● Task statement
Output the full listing below exactly.

● Data in this exercise

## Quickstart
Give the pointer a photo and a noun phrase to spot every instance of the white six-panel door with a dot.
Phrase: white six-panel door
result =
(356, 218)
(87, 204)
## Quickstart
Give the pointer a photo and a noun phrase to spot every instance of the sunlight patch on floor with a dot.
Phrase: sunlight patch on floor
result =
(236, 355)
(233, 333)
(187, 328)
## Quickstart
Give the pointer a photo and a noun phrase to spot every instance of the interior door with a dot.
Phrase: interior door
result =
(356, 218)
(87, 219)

● Your solution
## Quickstart
Give the pointer a photo and a noun phrase to spot every instance of the white six-panel door with a dot.
Phrase: white six-panel door
result =
(356, 218)
(87, 204)
## Quickstart
Give the pointer a photo and a noun phrase to spot every instance of the sunlight patch on floor with a dot.
Phrase: sunlight patch on floor
result =
(236, 355)
(233, 333)
(187, 328)
## Quickstart
Give the pointer a photo and a noun phrase to spot every instance of the interior door with a dot.
Phrase: interior door
result =
(356, 218)
(87, 219)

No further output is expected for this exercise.